═════ Input
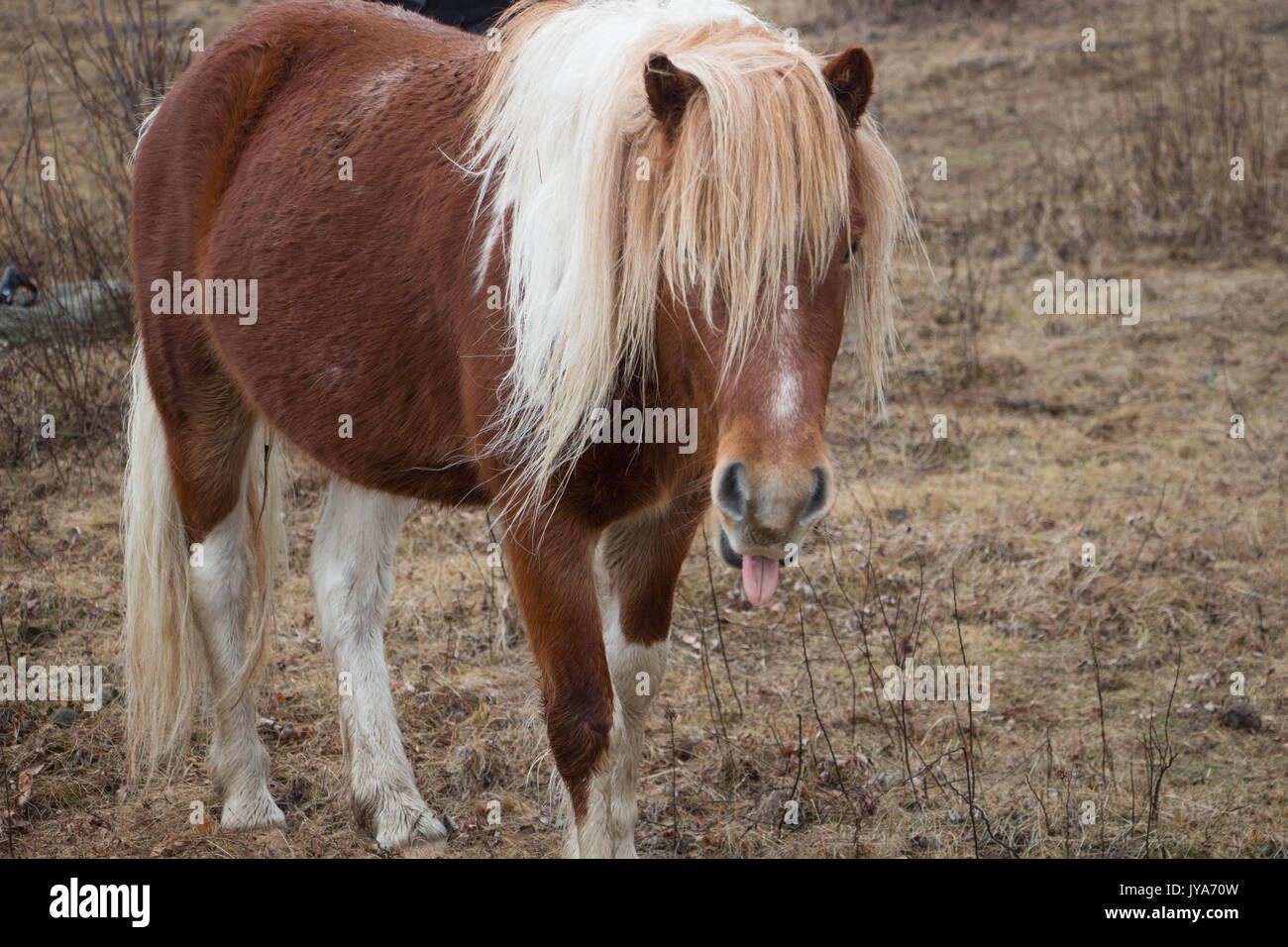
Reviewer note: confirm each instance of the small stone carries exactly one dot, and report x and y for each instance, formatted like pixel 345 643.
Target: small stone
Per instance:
pixel 1240 715
pixel 64 716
══════════
▸ **Task details**
Pictures excluded, quote all the data above exactly.

▸ **Output for this task**
Reviewer note: confirm each instance of the small stone carries exactly one dot, and report x and y for each instance, formatted like pixel 345 643.
Target: small stone
Per instance:
pixel 1240 715
pixel 64 716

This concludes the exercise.